_Task brief:_ List each line in the rows below that contains the word "hand". Case counts.

Data listing:
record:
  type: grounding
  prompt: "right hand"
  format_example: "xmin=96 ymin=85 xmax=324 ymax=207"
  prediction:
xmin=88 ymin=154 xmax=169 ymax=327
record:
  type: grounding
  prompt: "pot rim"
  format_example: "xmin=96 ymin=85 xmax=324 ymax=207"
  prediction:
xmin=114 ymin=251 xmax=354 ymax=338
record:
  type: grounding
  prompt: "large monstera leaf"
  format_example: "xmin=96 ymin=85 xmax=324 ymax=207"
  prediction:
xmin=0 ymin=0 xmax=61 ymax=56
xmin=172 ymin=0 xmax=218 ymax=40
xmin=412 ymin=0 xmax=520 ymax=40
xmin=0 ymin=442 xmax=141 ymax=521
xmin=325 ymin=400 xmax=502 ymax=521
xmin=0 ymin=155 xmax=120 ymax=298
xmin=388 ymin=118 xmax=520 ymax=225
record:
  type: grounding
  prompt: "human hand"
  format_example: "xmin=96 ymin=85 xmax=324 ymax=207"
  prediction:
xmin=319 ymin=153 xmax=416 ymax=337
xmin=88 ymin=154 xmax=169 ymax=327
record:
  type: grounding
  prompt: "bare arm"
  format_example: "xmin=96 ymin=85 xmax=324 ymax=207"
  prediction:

_Answer to this task:_
  prompt: "right hand"
  prompt: "human hand"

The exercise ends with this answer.